• _WORK TO BE COMPLETED_
Please continue the passage on the R v O'Grady case from where it stops.

R v O'Grady [1987] QB 995 was a reported appeal of the Court of Appeal of England and Wales. It ruled that a drunken mistake can only be used to (partially) negate mens rea (and only for crimes of specific intent) and not to justify an unreasonable use of force in a plea of self-defence. Ordinarily, in relation that plea, the necessity for force must be judged from the defendant's perspective. Nonetheless, a mistake largely self-induced by drugs or alcohol would undermine that plea, that is, where it caused the mistaken belief as to whether the level of force involved was reasonable.

== Facts ==

The appellant was an alcoholic. He had spent the day drinking large quantities of alcohol with two friends. The friends then retired to the appellant's home and went to sleep. The appellant claimed he was woken by one of the friends, McCloskey, hitting him on the head. He said that he picked up some broken glass and started hitting McCloskey in order to defend himself. He said he only recalled hitting him a few times and a fight developed during which McCloskey had the better of him throughout. He said the fight subsided and he cooked them both a chop and went to sleep. In the morning he found McCloskey dead. His death was caused by loss of blood. He had 20 wounds to his face, in addition to injuries to the hands and a fractured rib. There was severe bruising to the head, brain, neck and chest. There was a fracture of the spine caused by the head being forced backwards. There was a fractured rib. The blows to the body had been delivered by both sharp and blunt objects.

• _DATASET RECORDS_
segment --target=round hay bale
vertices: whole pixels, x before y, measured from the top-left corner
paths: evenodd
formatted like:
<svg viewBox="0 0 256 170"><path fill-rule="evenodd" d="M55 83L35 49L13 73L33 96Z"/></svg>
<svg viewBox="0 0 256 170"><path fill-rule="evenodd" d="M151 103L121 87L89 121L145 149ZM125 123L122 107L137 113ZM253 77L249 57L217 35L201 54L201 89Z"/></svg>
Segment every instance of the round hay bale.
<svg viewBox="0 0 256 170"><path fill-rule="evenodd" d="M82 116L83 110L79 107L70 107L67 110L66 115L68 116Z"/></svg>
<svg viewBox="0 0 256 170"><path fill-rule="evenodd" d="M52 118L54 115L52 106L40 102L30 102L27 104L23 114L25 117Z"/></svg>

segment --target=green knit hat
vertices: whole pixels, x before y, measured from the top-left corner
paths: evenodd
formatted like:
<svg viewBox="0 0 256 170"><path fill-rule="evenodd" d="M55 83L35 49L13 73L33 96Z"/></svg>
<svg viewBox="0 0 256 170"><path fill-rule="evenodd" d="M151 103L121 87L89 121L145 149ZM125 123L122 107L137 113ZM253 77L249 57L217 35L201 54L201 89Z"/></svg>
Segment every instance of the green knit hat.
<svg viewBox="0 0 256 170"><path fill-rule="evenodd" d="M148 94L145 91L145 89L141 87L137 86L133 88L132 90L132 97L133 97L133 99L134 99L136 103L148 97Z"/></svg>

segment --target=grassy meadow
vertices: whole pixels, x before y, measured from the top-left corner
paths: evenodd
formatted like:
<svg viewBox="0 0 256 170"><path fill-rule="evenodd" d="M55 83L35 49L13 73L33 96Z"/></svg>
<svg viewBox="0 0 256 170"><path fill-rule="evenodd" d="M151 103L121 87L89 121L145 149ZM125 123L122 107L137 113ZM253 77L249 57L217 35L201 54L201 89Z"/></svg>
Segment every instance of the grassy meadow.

• _EXERCISE RESULT_
== Held ==

It was held that defendant is not entitled to rely, so far as self-defence is concerned, upon a mistake of fact which has been induced by voluntary intoxication.

Lord Lane CJ:
"There are two competing interests. On the one hand the interest of the defendant who has only acted according to what he believed to be necessary to protect himself, and on the other hand that of the public in general and the victim in particular who, probably through no fault of his own, has been injured or perhaps killed because of the defendant's drunken mistake. Reason recoils from the conclusion that in such circumstances a defendant is entitled to leave the Court without a stain on his character."

This case was affirmed by Hatton [2005] EWCA Crim 2951, extending the principle in O'Grady (which applied to manslaughter) to a crime of murder.